[PASSAGE TO READ]:
★ ★ ★ ★

He said, “You’re pushing really well, but the position of the baby’s head is making it extremely difficult to get down and under your pubic bone. If the baby’s heart rate keeps dropping the way it is, and I can’t get the vacuum on to assist, it could result in an emergency situation. It’s up to you if you’d like to try for a little longer, we can keep going if you want, but if the baby’s heart rate drops that low again we need to consider other options.”

I knew he meant option, singular, there was only one. I sat with that for a minute. Actually, less than a minute. I looked at Matt and said, “I’m done. I can’t keep going. I’d rather throw in the towel now and have time to get ready for surgery than keep pushing and risk it becoming an emergency. I don’t want to have to go under general anesthesia, I don’t want you to miss the birth of our child.”

C-Section Became THE Option

It took me less than a minute to reach the decision, and even less time to be at peace with it. I was so done. I had hit my physical limit and exhausted all my reserves. I knew that if I kept going I was not only risking missing the birth of my child, but also the safety of my child. Matt nodded, and then I looked at the doctor and said, “I’m done. I don’t want to risk it.”

He agreed with me that it was a good decision. I had zero reservations. I didn’t feel like I had failed. I was not sad. I didn’t feel betrayed or pressured. I was honestly so incredibly relieved.

The nurses laid me back down and made me comfortable. It would be about an hour before the OR would be ready. In the meantime they began prepping me for surgery. The clock struck midnight and we knew we’d be having a Saint Patrick’s Day baby.

★ ★ ★ ★

[WORK TO COMPLETE]:
[A] Translate this sentence from the birth story into German: "I was honestly so incredibly relieved."
[B] Continue the birth story, picking up after its final sentence.

[DATASET CONTENT]:
★ ★ ★ ★

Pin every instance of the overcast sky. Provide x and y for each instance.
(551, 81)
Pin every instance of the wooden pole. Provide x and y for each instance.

★ ★ ★ ★

[ANSWERS BELOW]:
[A] Ich war ehrlich gesagt so unglaublich erleichtert.

[B]
Finally, at around 12:30am they wheeled me back to the operating room. I was shaking uncontrollably, but I wasn’t cold. My teeth were chattering so loudly, I was worried I might do actual damage to my crown. Pat the anesthesiologist came in to administer my epidural again, and although I didn’t recognize her face, I did recognize her voice. Sweet voice of an angel, that pain relieving goddess. Pat distracted me while the OR buzzed with activity around me.

At one point, I heard the nurse say, “Is that low enough, or should I take care of that?” She was referring to my pubic hair. Hey, I hadn’t planned for this! I cleaned up, you know, like *down* there, but I paid no mind to the top. That’s when I heard clippers buzzing. That nurse took care of it, alright.

I realized days later she basically gave me a pubic mullet, like super short on top, little longer down below. How low did she think my bikini line was?!

There was a bunch of activity below the drape after that, and I started to panic a little because I could feel things. I told Pat, who was up by my head, “Um, is it normal to feel things, should I be feeling things, I feel things!” To which she replied, “What do you feel, honey? They made the incision a few minutes ago.” I don’t know what I thought I felt, but I definitely did not feel the incision, so I figured it was probably safe to say I was numb enough.

Prepped and ready to be dissected!

Then Matt got to come in, he was decked out in full OR garb that was all way too small for him because he is 6’8″. I feel like thirty minutes passed, but it was closer to three minutes before they said, “Alright Dad, do you want to announce the gender or should we?” Matt said he would do it, and they told him to get ready.

“Okay Dad, you can stand up and take a look.”

Side note – I have never seen Matt around immense amounts of blood or anything surgical, but I know he hates needles. A tiny part of me was legitimately worried he might be the giant man that faints in the OR at the sight of his partner being cut open. He did not.

She’s Here!

He stood up and leaned closer to the drape and said, “It’s… a… …. … is that a… it’s a… (OHMYGOD WHAT IS IT?!)… it’s a girl? It’s a girl!”

And at 1:01am on March 17th, 2020, Sela Markie Mandrella was born.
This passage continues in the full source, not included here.